*Extrait du texte*.
Mort de Florence Delay, double grâce

Florence Delay est morte juste après l’aube, mardi 1er juillet, à 84 ans. Depuis quelque temps, le souffle lui manquait. Depuis deux jours, elle rêvait. Dans Mon Espagne : or et ciel (Hermann, 2008), elle rappelait que le lexique espagnol n’a qu’un seul mot pour désigner rêve, songe et sommeil : sueño. Cette polysémie allait comme un gant – de soie et d’acier, tenant la cape et l’épée – à la romancière, la traductrice, l’actrice qui fut à 20 ans la Jeanne d’Arc de Robert Bresson, l’amoureuse du Siècle d’or espagnol, l’enseignante universitaire, l’amie et, par-dessus tout, la femme qu’elle était. Polysémie qui conduisait, par éducation et comme par miracle, à une admirable clarté d’expression. La légèreté signait la précision, le jeu enveloppait l’érudition.
Ce qui émane de cet estuaire intime entre dormir, songer, rêver, c’est en effet ce qu’elle incarnait avec un naturel souverain et discrètement scandaleux pour nous autres, pauvres bipèdes : la grâce ; autrement dit, une classe presque absolue, intérieure et extérieure. Sa voix grave, sa diction parfaite, son sourire affectueux mais inquiétant, son regard transparent, distingué mais sauvage, ce qu’on sentait parfois de rudesse retenue, rien ne semblait tout à fait soumis en elle aux lois ordinaires de la pesanteur.
«Je dois une chandelle à ce tricot»
Elle a raconté, entre autres dans la Vie comme au théâtre (Gallimard, 2015), sa passion d’enfance pour cet art, pour la dynamique de la troupe, qui ne l’a pas plus quittée que son amour parallèle de l’Espagne. Elle allait avoir 20 ans quand Lydia Michel, la mère de son amie la future militante maoïste et écrivaine Natacha Michel, lui dit en roulant les r, un soir d’hiver à la sortie du Théâtre national populaire (TNP) de Villeurbanne : «Notre ami Robert Bresson cherche une jeune fille pour jouer Jeanne d’Arc dans son prochain film. Je me demande si tu ne ferais pas l’affaire. Je vais dire à Natacha (elle accentuait le nom sur la deuxième syllabe), de te conduire à lui […]. J’ai oublié la pièce qu’on jouait au TNP, pas le tricot bleu marine à col roulé que je portais ce soir-là. Je dois une chandelle à ce tricot, et à Natacha qui me conduisit quai de Bourbon, île Saint-Louis, où habitait Bresson. Je conduirais là, trois ou quatre ans après, Anne Wiazemsky pour Au hasard Balthazar. Telle était, secrète et originale, la chaîne qui se créait entre les “modèles” de Robert Bresson.»

*Enregistrements d'annotations par points*.

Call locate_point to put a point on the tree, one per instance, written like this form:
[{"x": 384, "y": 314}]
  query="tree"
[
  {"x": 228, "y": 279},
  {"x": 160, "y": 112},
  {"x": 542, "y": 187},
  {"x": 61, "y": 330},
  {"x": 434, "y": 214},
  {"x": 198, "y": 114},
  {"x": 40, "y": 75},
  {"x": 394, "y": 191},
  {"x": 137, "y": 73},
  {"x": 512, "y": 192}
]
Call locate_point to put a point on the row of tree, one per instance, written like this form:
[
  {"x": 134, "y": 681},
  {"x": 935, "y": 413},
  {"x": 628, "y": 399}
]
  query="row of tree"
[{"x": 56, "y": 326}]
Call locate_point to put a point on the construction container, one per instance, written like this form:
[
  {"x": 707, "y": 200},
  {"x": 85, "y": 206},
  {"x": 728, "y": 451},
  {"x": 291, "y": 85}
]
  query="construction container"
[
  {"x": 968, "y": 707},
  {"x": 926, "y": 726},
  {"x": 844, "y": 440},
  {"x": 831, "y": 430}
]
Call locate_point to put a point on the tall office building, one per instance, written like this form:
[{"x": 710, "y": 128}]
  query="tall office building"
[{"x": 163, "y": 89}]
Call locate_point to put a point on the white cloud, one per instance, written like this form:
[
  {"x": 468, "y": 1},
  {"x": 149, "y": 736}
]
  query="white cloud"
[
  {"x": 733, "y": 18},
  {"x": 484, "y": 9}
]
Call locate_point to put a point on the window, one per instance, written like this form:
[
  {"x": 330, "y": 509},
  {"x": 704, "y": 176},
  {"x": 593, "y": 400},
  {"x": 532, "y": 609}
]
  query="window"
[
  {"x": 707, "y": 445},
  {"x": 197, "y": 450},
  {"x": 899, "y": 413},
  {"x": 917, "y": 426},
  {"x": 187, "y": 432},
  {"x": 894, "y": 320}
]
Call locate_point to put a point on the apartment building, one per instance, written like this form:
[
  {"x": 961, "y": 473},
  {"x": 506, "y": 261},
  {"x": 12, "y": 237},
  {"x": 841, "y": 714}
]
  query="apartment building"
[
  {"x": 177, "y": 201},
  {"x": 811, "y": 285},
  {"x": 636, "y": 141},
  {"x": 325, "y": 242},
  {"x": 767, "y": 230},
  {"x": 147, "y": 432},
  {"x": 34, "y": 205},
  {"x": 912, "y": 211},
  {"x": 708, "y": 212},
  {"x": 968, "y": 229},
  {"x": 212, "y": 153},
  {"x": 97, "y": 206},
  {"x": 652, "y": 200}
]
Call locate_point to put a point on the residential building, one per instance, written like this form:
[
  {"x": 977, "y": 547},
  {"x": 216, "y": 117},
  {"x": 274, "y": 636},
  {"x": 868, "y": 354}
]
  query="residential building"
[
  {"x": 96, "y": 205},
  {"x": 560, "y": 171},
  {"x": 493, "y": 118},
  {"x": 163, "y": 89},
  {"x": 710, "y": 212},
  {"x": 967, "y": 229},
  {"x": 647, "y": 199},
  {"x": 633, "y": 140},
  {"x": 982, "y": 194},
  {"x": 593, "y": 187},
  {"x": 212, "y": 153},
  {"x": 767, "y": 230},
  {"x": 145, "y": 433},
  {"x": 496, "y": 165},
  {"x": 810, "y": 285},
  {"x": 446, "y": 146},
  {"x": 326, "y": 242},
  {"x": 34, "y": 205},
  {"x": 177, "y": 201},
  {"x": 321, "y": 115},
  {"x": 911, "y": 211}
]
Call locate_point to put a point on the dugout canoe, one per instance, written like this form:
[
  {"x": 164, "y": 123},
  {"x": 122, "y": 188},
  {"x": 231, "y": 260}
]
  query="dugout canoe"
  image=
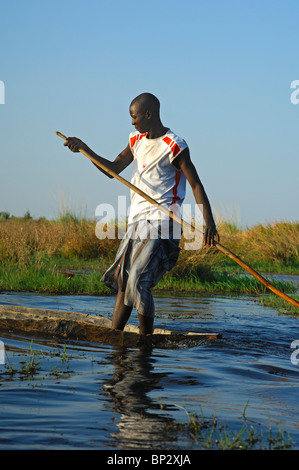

...

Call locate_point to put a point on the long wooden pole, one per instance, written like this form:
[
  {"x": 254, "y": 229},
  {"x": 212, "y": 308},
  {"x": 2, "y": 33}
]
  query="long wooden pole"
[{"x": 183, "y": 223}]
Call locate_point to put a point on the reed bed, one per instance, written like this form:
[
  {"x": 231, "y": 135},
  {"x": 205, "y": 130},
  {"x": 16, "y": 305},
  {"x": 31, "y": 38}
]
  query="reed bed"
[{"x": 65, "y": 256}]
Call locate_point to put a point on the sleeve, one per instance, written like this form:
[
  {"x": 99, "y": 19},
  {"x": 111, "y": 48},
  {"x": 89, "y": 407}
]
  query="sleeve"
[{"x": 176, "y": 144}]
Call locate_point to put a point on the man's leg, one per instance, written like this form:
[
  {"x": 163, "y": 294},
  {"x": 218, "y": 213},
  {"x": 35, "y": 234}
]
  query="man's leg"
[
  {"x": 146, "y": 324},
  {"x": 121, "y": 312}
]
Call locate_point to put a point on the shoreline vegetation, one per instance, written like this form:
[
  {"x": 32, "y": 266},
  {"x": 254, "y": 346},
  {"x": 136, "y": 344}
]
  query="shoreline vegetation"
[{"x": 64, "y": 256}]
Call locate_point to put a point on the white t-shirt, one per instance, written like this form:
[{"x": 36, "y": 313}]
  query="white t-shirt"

...

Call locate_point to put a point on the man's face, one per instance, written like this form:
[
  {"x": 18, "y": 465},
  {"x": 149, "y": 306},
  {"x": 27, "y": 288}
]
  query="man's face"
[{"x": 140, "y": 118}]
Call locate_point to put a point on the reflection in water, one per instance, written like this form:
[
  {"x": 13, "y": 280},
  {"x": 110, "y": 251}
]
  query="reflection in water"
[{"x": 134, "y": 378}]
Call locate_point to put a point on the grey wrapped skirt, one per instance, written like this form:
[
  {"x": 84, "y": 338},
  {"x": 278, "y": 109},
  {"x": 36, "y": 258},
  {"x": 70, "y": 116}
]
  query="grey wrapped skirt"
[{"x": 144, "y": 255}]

*Tâches à faire*.
**a.** Réécrivez le passage de l'article sur Florence Delay qui va de « Ce qui émane » à « de la pesanteur. », en remplaçant « regard transparent » par « regard limpide ».
**b.** D'après l'article sur Florence Delay, quel mot espagnol désigne à la fois rêve, songe et sommeil ?
**c.** Poursuivez l'article sur Florence Delay à partir de sa dernière phrase.

*Liste des réponses*.
**a.**
Ce qui émane de cet estuaire intime entre dormir, songer, rêver, c’est en effet ce qu’elle incarnait avec un naturel souverain et discrètement scandaleux pour nous autres, pauvres bipèdes : la grâce ; autrement dit, une classe presque absolue, intérieure et extérieure. Sa voix grave, sa diction parfaite, son sourire affectueux mais inquiétant, son regard limpide, distingué mais sauvage, ce qu’on sentait parfois de rudesse retenue, rien ne semblait tout à fait soumis en elle aux lois ordinaires de la pesanteur.

**b.** Sueño.

**c.**
Après quelques essais, elle ne fut pas retenue, jusqu’au jour, à la veille de l’été, où elle trouva sous sa porte «un petit bleu qui disait de ne pas partir en vacances, d’appeler tout de suite, que j’étais “Jeanne”. Plus rien n’existe de tout ça, ni les êtres aimés, ni les petits bleus». Cependant, «le tournage du Procès de Jeanne d’Arc à l’orangerie de l’observatoire de Meudon, l’été de mes 20 ans, est un moment important de ma vie par sa densité, sa grâce, son enseignement, ses retombées immédiates et futures». De ce tournage, quelque chose d’essentiel a survécu : «Bresson m’a appris comment dire à haute voix. Comment faire entendre une parole, un texte, sans les intonations qui fourvoient, et ce dont je lui suis peut-être le plus reconnaissante, comment dire la poésie.»
«Obstination splendide»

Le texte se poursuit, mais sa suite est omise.